▶ _WHAT TO DO_: Copy the material from the line containing "soil as a single marker per instance." through its end, switching every "sandy" to "dusty" and leaving everything else as it is.

(Extracted records)
↓↓↓
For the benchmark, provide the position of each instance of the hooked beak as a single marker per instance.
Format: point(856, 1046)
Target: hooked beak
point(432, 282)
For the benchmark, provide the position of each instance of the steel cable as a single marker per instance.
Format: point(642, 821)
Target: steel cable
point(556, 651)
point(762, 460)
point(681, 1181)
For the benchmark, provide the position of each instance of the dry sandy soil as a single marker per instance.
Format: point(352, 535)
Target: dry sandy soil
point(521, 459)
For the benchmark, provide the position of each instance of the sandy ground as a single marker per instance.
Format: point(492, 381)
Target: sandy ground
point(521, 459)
↑↑↑
▶ _WRITTEN RESPONSE_:
For the benchmark, provide the position of each instance of the dry dusty soil as a single marker per instance.
Format: point(352, 535)
Target: dry dusty soil
point(521, 459)
For the benchmark, provide the position of each instance of the dusty ground as a single marker per instance.
Format: point(492, 381)
Target: dusty ground
point(521, 459)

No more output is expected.